Task details >> Pick out each line in the items below that contains the word "negative", and copy those lines.

-- Opening Marker --

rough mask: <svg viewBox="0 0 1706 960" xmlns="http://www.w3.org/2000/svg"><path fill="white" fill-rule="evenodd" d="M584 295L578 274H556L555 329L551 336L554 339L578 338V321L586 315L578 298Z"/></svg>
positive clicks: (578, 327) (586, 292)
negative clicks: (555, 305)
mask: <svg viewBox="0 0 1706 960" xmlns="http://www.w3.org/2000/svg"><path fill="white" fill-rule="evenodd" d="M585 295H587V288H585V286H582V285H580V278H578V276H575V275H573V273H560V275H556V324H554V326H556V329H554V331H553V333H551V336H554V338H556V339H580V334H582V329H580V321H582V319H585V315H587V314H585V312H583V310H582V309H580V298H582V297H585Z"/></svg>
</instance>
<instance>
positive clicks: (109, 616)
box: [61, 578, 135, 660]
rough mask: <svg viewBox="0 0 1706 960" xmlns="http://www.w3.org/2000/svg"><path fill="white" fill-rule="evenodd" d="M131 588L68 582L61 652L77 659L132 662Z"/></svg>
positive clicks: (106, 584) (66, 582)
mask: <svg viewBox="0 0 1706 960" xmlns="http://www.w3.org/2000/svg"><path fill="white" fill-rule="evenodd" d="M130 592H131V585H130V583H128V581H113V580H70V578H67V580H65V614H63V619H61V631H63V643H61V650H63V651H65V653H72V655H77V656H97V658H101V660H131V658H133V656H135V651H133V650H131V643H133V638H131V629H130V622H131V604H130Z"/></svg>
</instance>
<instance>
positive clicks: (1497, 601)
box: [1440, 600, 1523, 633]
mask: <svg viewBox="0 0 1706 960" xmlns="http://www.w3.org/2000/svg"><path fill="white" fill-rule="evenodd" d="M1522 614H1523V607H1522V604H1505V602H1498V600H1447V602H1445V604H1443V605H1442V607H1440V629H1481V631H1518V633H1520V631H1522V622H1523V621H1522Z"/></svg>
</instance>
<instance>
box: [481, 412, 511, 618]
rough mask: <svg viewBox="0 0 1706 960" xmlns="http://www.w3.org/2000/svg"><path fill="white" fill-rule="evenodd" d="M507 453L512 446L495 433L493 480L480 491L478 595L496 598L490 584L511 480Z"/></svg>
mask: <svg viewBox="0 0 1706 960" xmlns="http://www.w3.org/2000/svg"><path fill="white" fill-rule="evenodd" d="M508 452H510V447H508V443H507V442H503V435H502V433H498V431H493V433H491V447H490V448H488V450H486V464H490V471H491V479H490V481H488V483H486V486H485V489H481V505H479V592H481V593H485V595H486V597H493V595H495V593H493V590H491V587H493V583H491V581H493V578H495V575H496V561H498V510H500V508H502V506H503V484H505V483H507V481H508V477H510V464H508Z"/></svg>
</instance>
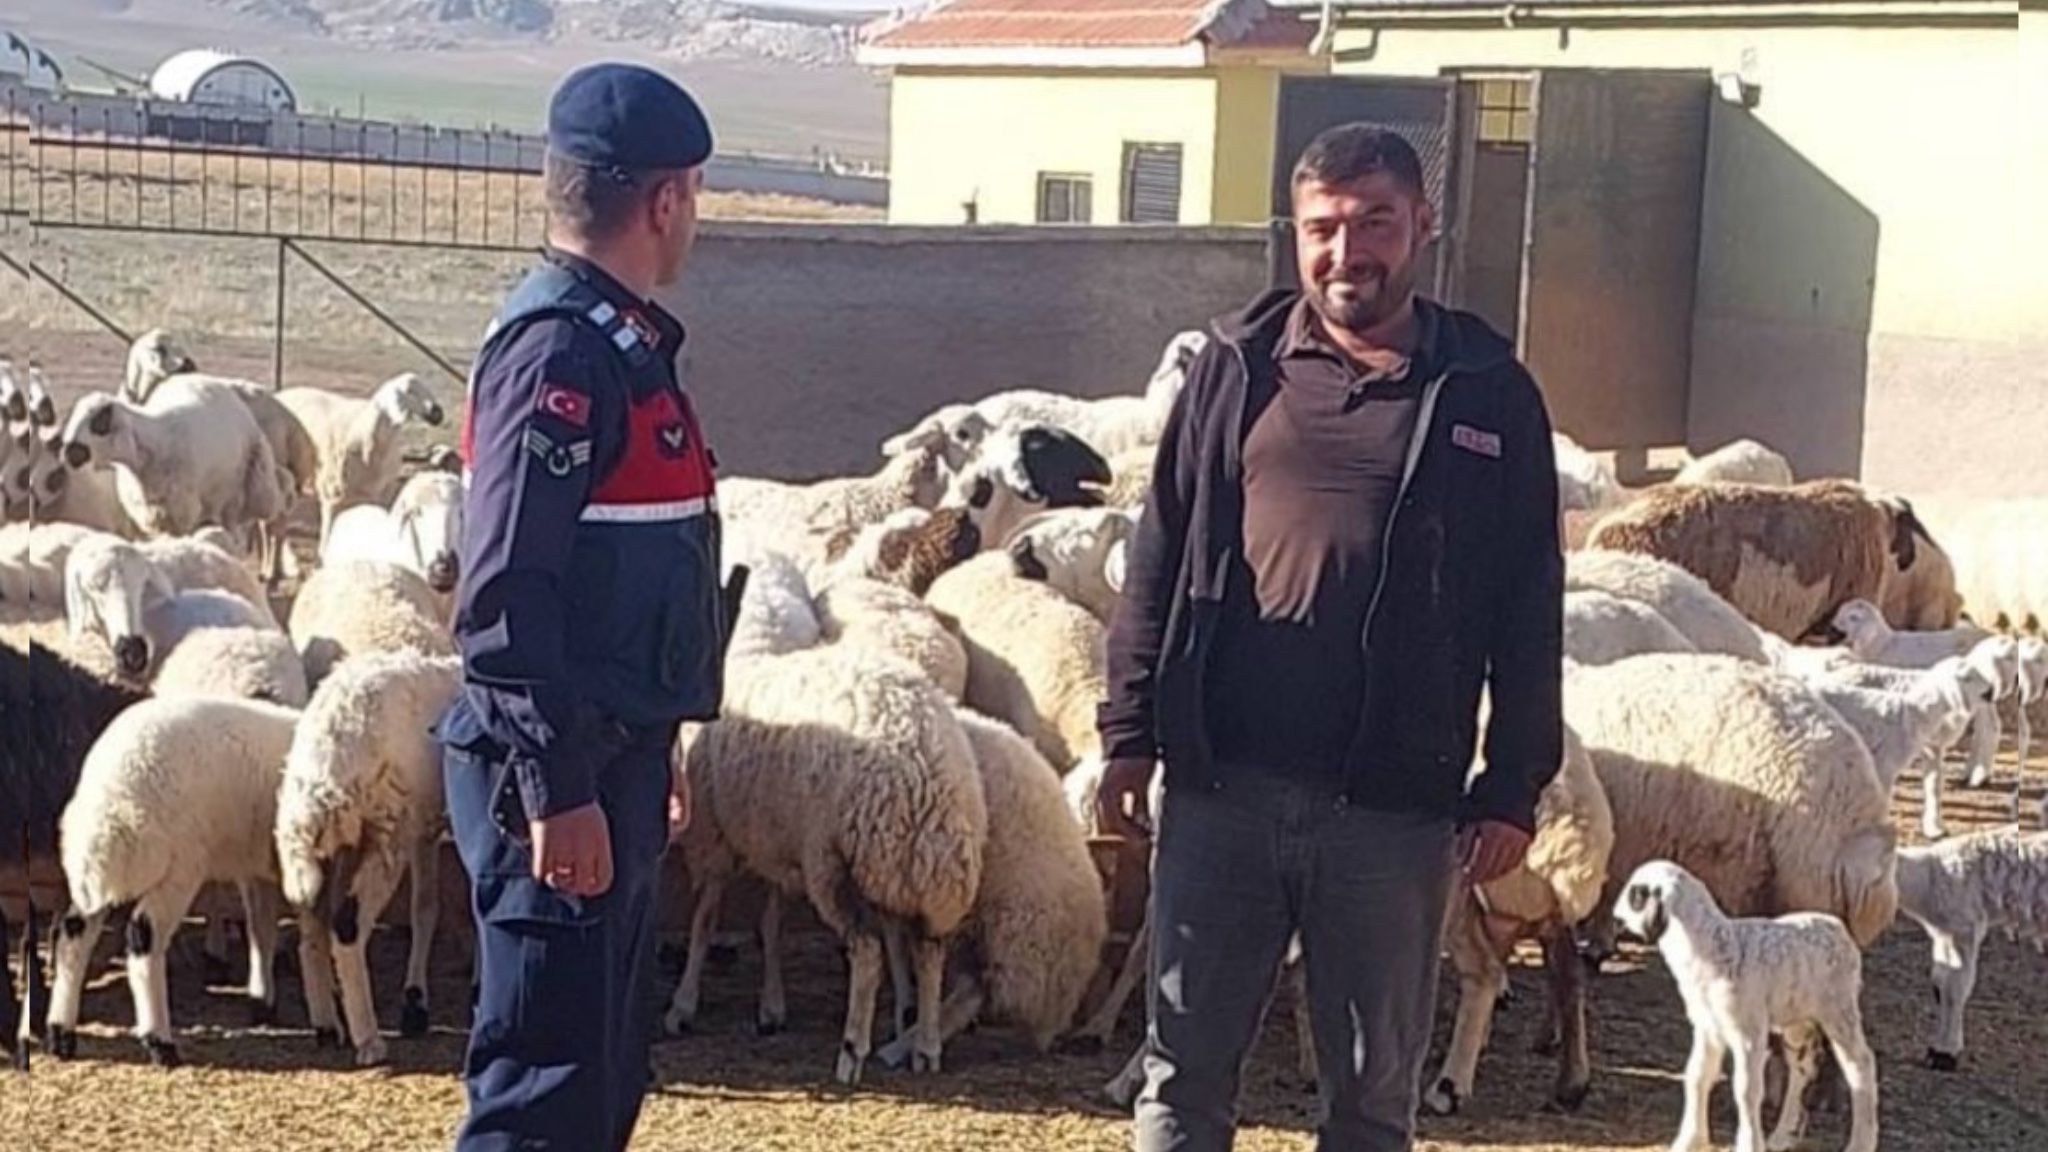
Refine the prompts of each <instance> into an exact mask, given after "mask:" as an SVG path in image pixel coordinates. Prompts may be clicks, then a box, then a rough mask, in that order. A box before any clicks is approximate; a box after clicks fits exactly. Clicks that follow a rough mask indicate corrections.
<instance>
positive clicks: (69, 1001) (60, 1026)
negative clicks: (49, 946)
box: [45, 910, 106, 1060]
mask: <svg viewBox="0 0 2048 1152" xmlns="http://www.w3.org/2000/svg"><path fill="white" fill-rule="evenodd" d="M104 929H106V912H94V914H90V916H80V914H78V912H76V910H66V914H63V916H61V918H59V920H57V947H55V949H53V951H55V968H57V972H55V984H53V986H51V990H49V1025H47V1029H45V1031H47V1033H49V1054H51V1056H55V1058H57V1060H72V1058H74V1056H78V1000H80V998H82V996H84V992H86V965H88V963H92V949H94V947H96V945H98V943H100V933H102V931H104Z"/></svg>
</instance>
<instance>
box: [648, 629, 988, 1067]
mask: <svg viewBox="0 0 2048 1152" xmlns="http://www.w3.org/2000/svg"><path fill="white" fill-rule="evenodd" d="M727 689H729V691H727V705H729V707H727V711H725V713H723V717H721V719H717V722H713V724H705V726H686V728H684V732H682V734H680V736H678V758H680V771H684V773H686V777H688V781H690V795H692V806H694V808H692V812H694V818H692V820H690V826H688V828H686V830H684V834H682V849H684V861H686V867H688V871H690V877H692V881H694V883H696V894H694V914H692V924H690V955H688V961H686V963H684V974H682V982H680V984H678V986H676V996H674V1000H672V1004H670V1011H668V1017H666V1021H664V1023H666V1027H668V1031H684V1029H686V1027H688V1025H690V1023H692V1021H694V1017H696V1004H698V988H700V982H702V970H705V957H707V953H709V947H711V924H715V922H717V910H719V894H721V890H723V886H725V883H727V879H729V877H731V875H733V873H735V871H737V869H741V867H743V869H748V871H752V873H756V875H760V877H762V879H766V881H768V883H770V888H772V890H776V892H803V894H805V896H807V898H809V900H811V904H813V908H815V910H817V914H819V918H821V920H823V922H825V924H827V927H829V929H831V931H834V933H836V935H838V937H840V939H842V941H846V949H848V961H850V984H848V1004H846V1031H844V1041H842V1047H840V1060H838V1068H836V1078H838V1080H840V1082H842V1084H852V1082H856V1080H858V1078H860V1070H862V1066H864V1062H866V1056H868V1052H870V1045H872V1025H874V996H877V992H879V988H881V976H883V939H881V933H883V922H885V920H887V918H895V920H899V922H901V924H905V927H907V929H911V941H909V949H911V953H913V970H915V976H918V1025H915V1031H913V1039H911V1052H913V1060H911V1064H913V1068H915V1070H920V1072H926V1070H930V1072H936V1070H938V1066H940V1047H942V1041H940V1031H938V1025H940V984H942V972H944V959H946V955H944V953H946V941H948V937H952V935H954V933H956V931H958V927H961V922H963V920H965V918H967V916H969V912H971V910H973V904H975V894H977V890H979V883H981V853H983V845H985V842H987V824H989V814H987V804H985V799H983V793H981V779H979V773H977V771H975V756H973V746H971V744H969V738H967V734H965V730H963V728H961V722H958V719H956V717H954V715H952V705H950V703H948V701H946V697H944V695H942V693H940V691H938V687H934V685H932V683H930V681H928V678H926V676H924V674H920V672H913V670H909V668H903V666H901V664H899V662H895V660H877V658H868V656H862V654H860V652H858V650H846V648H823V650H813V652H791V654H786V656H758V658H750V660H735V662H731V664H729V666H727ZM776 912H778V908H776V904H774V902H770V910H768V914H766V918H764V922H762V945H764V947H762V951H764V953H766V955H764V968H766V974H768V980H766V982H764V990H762V1009H760V1023H762V1029H764V1031H774V1029H778V1027H780V1025H782V1015H784V1009H782V996H780V945H778V941H780V931H778V929H776V927H774V924H772V920H774V918H776Z"/></svg>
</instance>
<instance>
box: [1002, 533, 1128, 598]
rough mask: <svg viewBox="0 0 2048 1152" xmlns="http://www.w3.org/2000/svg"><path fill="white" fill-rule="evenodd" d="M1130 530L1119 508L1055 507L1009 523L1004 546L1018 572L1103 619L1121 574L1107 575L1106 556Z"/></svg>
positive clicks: (1117, 584)
mask: <svg viewBox="0 0 2048 1152" xmlns="http://www.w3.org/2000/svg"><path fill="white" fill-rule="evenodd" d="M1135 531H1137V519H1135V517H1133V515H1130V512H1128V510H1124V508H1057V510H1051V512H1038V515H1036V517H1030V519H1026V521H1024V523H1020V525H1018V527H1016V529H1012V531H1010V539H1008V541H1006V543H1004V549H1006V551H1008V553H1010V560H1012V568H1014V572H1016V574H1018V576H1022V578H1026V580H1038V582H1044V584H1049V586H1053V588H1055V590H1057V592H1059V594H1063V596H1067V599H1069V601H1073V603H1077V605H1081V607H1083V609H1087V611H1090V615H1094V617H1096V619H1100V621H1102V623H1104V625H1108V623H1110V615H1112V613H1114V611H1116V603H1118V599H1120V588H1122V578H1120V576H1118V578H1116V580H1114V582H1112V578H1110V556H1116V553H1118V545H1128V539H1130V533H1135Z"/></svg>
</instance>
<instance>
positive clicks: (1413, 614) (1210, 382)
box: [1098, 291, 1565, 830]
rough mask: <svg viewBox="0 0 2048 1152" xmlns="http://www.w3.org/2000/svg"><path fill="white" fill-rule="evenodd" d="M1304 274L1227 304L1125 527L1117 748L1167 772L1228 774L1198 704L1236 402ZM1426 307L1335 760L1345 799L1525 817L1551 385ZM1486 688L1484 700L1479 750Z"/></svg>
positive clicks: (1112, 690) (1475, 318)
mask: <svg viewBox="0 0 2048 1152" xmlns="http://www.w3.org/2000/svg"><path fill="white" fill-rule="evenodd" d="M1296 299H1298V293H1296V291H1270V293H1266V295H1264V297H1260V299H1257V301H1253V303H1251V305H1249V307H1247V310H1245V312H1241V314H1237V316H1231V318H1223V320H1217V322H1214V324H1212V342H1210V344H1208V346H1206V348H1204V351H1202V353H1200V355H1198V357H1196V359H1194V363H1192V365H1190V367H1188V381H1186V385H1184V387H1182V394H1180V398H1178V400H1176V404H1174V410H1171V416H1169V418H1167V424H1165V433H1163V437H1161V443H1159V455H1157V463H1155V469H1153V488H1151V494H1149V496H1147V500H1145V515H1143V519H1141V521H1139V527H1137V533H1135V535H1133V539H1130V545H1128V556H1126V574H1124V590H1122V599H1120V603H1118V609H1116V615H1114V619H1112V623H1110V642H1108V681H1110V685H1108V689H1110V693H1108V697H1110V699H1108V701H1104V703H1102V707H1100V711H1098V728H1100V732H1102V742H1104V754H1106V756H1108V758H1141V760H1149V758H1163V760H1165V785H1167V789H1190V787H1196V789H1221V787H1225V783H1227V779H1225V777H1227V769H1225V767H1223V765H1219V763H1217V758H1214V756H1212V754H1210V748H1208V738H1206V726H1204V717H1202V699H1204V695H1202V693H1204V685H1202V678H1204V672H1206V668H1204V664H1206V654H1208V646H1210V640H1212V637H1214V631H1217V615H1219V611H1221V605H1223V599H1225V590H1227V588H1225V586H1227V582H1229V580H1231V572H1233V568H1237V566H1235V558H1237V553H1239V549H1241V531H1239V527H1241V523H1243V486H1241V482H1243V443H1245V410H1247V408H1251V406H1255V402H1260V400H1264V398H1266V394H1268V392H1270V389H1272V387H1274V342H1276V340H1278V338H1280V332H1282V328H1284V326H1286V316H1288V310H1290V307H1292V305H1294V301H1296ZM1415 305H1417V307H1425V310H1436V324H1434V330H1436V346H1434V348H1430V351H1427V355H1425V363H1430V365H1432V367H1434V373H1436V375H1434V377H1432V379H1430V383H1427V389H1425V394H1423V402H1421V412H1419V416H1417V420H1415V437H1413V441H1411V443H1409V455H1407V474H1405V480H1403V488H1401V498H1399V500H1397V502H1395V510H1393V515H1391V523H1389V539H1386V566H1384V568H1382V572H1380V588H1378V594H1376V599H1374V607H1372V609H1370V611H1368V615H1366V627H1364V633H1362V635H1360V644H1362V648H1364V654H1366V699H1364V705H1362V713H1360V724H1358V732H1356V734H1354V738H1352V744H1350V754H1348V756H1346V763H1343V787H1346V795H1348V799H1350V801H1352V804H1358V806H1362V808H1376V810H1407V812H1427V814H1440V816H1454V818H1458V820H1464V822H1470V820H1501V822H1507V824H1516V826H1520V828H1524V830H1534V824H1536V797H1538V793H1540V791H1542V787H1544V785H1546V783H1548V781H1550V779H1552V777H1554V775H1556V771H1559V763H1561V756H1563V701H1561V678H1563V596H1565V592H1563V584H1565V562H1563V553H1561V545H1559V510H1556V463H1554V453H1552V447H1550V418H1548V412H1546V410H1544V402H1542V394H1540V392H1538V387H1536V381H1534V379H1532V377H1530V373H1528V369H1524V367H1522V365H1520V363H1518V361H1516V357H1513V348H1511V346H1509V342H1507V340H1505V338H1501V336H1499V334H1497V332H1493V330H1491V328H1489V326H1487V324H1485V322H1483V320H1479V318H1477V316H1473V314H1466V312H1458V310H1448V307H1442V305H1438V303H1434V301H1425V299H1417V303H1415ZM1481 691H1485V693H1487V697H1489V707H1491V717H1489V724H1487V734H1485V771H1483V773H1481V775H1479V777H1473V779H1470V787H1466V777H1468V769H1470V767H1473V754H1475V750H1479V732H1477V728H1479V703H1481Z"/></svg>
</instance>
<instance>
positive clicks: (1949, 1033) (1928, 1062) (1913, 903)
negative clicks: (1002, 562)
mask: <svg viewBox="0 0 2048 1152" xmlns="http://www.w3.org/2000/svg"><path fill="white" fill-rule="evenodd" d="M1898 910H1901V912H1905V914H1907V916H1909V918H1913V920H1915V922H1917V924H1919V927H1921V929H1923V931H1925V933H1927V939H1929V943H1931V945H1933V990H1935V1025H1933V1033H1931V1037H1929V1041H1927V1066H1929V1068H1933V1070H1937V1072H1954V1070H1956V1068H1958V1066H1960V1060H1962V1015H1964V1009H1966V1006H1968V1004H1970V990H1972V988H1974V986H1976V957H1978V953H1980V951H1982V947H1985V937H1987V935H1989V933H1991V929H2005V931H2007V935H2011V937H2028V939H2032V941H2034V947H2038V949H2044V951H2048V832H2019V828H2017V826H2005V828H1985V830H1980V832H1970V834H1964V836H1956V838H1952V840H1944V842H1939V845H1929V847H1913V849H1898Z"/></svg>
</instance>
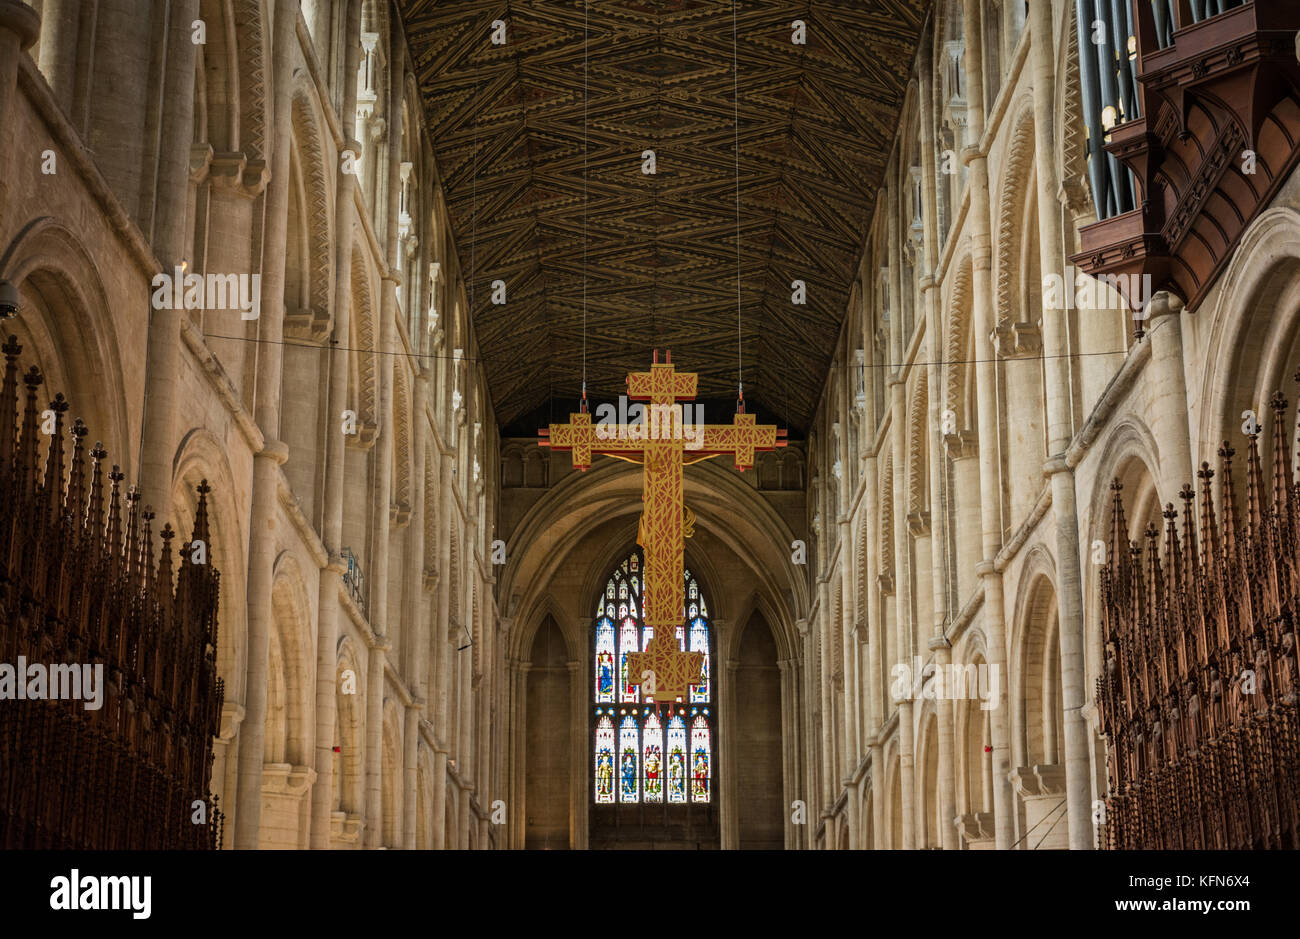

-- Closing Marker --

Output below >>
negative clicks: (555, 305)
negative clicks: (49, 946)
negative clicks: (1002, 562)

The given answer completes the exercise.